» Assignment: Please give back only the lines below from the one containing "Exercise. For every instance of the metal railing" to the one containing "Exercise. For every instance of the paving", each repeated word for word, both ends included.

Saved data entries
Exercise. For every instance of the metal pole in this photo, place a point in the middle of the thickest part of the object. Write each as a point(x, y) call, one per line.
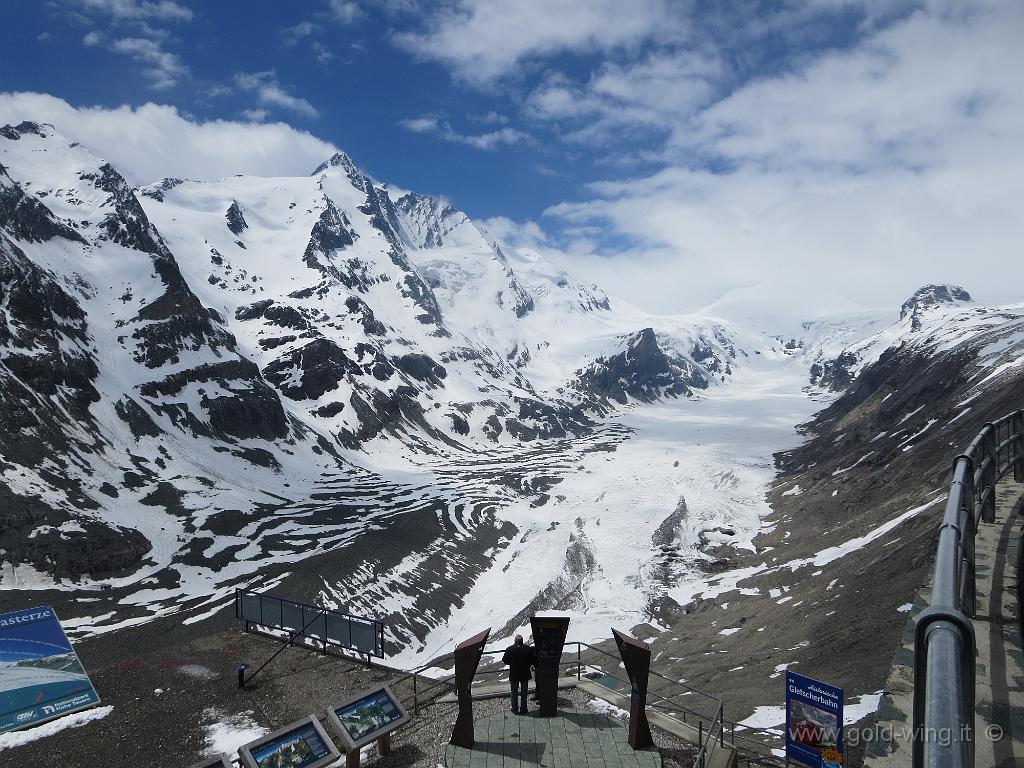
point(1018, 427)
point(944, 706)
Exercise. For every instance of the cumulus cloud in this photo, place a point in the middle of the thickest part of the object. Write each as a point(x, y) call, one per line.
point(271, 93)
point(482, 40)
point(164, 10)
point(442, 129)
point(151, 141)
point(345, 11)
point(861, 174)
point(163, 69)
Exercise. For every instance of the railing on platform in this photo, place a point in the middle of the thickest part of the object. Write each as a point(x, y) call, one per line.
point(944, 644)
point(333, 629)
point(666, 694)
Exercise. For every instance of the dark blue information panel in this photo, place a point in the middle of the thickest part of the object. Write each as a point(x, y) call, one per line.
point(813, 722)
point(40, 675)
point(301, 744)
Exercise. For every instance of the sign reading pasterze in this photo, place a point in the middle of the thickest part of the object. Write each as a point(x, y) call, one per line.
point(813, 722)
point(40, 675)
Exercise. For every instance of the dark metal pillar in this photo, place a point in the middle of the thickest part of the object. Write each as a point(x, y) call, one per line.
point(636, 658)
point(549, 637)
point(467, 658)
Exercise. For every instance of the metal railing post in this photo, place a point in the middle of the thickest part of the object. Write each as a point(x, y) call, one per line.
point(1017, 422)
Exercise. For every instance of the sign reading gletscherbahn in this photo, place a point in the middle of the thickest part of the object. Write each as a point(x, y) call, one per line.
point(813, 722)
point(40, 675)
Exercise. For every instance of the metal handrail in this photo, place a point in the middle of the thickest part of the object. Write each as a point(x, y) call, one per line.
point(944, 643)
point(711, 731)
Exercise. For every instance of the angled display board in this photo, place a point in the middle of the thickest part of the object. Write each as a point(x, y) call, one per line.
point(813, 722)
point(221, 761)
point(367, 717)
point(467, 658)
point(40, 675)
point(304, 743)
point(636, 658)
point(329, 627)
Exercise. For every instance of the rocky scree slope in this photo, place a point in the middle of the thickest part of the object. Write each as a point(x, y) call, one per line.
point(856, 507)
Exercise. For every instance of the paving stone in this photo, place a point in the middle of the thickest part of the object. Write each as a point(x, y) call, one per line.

--

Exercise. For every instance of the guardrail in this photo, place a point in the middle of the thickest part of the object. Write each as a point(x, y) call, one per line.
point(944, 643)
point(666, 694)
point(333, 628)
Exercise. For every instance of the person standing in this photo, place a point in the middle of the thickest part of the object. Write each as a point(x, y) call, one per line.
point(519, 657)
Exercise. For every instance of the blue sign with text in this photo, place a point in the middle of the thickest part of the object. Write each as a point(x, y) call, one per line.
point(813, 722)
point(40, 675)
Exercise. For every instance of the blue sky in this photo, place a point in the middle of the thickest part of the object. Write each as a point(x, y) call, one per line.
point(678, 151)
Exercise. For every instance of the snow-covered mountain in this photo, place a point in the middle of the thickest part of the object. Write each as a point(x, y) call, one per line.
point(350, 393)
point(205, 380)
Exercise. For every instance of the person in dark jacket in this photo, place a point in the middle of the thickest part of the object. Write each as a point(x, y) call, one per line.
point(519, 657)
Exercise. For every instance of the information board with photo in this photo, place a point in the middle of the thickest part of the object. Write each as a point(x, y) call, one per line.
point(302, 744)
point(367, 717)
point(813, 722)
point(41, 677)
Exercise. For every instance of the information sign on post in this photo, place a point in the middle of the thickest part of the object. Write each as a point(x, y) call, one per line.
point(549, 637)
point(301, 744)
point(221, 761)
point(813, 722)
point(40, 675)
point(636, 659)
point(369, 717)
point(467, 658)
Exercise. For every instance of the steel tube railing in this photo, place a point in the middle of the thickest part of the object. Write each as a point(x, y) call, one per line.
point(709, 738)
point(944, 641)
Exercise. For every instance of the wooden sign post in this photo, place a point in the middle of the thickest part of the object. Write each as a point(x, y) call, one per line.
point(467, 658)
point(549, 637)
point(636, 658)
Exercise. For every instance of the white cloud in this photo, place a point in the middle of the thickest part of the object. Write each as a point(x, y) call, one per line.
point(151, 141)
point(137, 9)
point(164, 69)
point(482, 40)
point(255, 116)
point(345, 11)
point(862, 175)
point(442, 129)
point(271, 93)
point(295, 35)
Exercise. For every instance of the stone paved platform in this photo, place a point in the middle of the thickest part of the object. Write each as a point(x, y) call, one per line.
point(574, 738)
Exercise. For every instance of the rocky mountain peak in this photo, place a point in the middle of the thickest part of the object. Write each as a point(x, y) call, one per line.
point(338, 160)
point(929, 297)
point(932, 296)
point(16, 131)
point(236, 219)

* * *

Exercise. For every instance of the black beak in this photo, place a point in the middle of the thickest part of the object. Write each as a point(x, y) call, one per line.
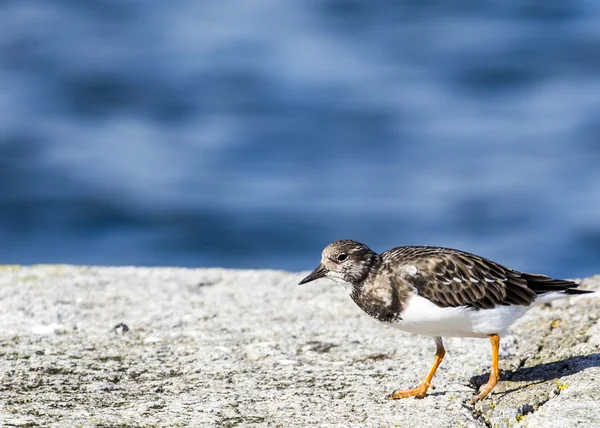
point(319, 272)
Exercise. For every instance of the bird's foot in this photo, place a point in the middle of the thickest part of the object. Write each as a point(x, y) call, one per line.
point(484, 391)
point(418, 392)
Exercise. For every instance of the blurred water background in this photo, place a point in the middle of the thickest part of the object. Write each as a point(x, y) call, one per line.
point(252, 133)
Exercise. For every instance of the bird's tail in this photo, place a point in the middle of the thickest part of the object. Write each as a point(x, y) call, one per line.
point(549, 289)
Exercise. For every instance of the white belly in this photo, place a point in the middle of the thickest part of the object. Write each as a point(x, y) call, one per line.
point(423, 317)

» Response area:
Exercise. For every instance of the metal railing post in this photo, place a point in the middle of the thickest part of the object. Write each as a point(x, y) call, one per line.
point(1017, 422)
Exercise. For every instance of the sign reading gletscherbahn in this photo, place a point in the middle of the thickest part of the object. Write each as a point(x, y) call, one per line.
point(813, 722)
point(40, 675)
Exercise. For every instance of the metal handrail in this photo, place a point in the middle of the thickest part of the object. Write each as a point(x, y) call, one per line.
point(944, 643)
point(711, 731)
Exercise. For every instance of the angled display board in this photo, place a point in the middle of the thickest part of the object. Write each as a point(x, y) call, one per line.
point(813, 722)
point(221, 761)
point(367, 717)
point(467, 658)
point(40, 675)
point(304, 743)
point(636, 658)
point(329, 627)
Exercise. For every instance of the rocky scree slope in this photo, place a point in the middle of the thickest part of the object. Write each as a point(x, y) call, one per line.
point(856, 507)
Exercise. For every instance of the paving stone in this photo, place a point in the middle of the thickest part of the object. Write each as a point(x, y) call, one per line.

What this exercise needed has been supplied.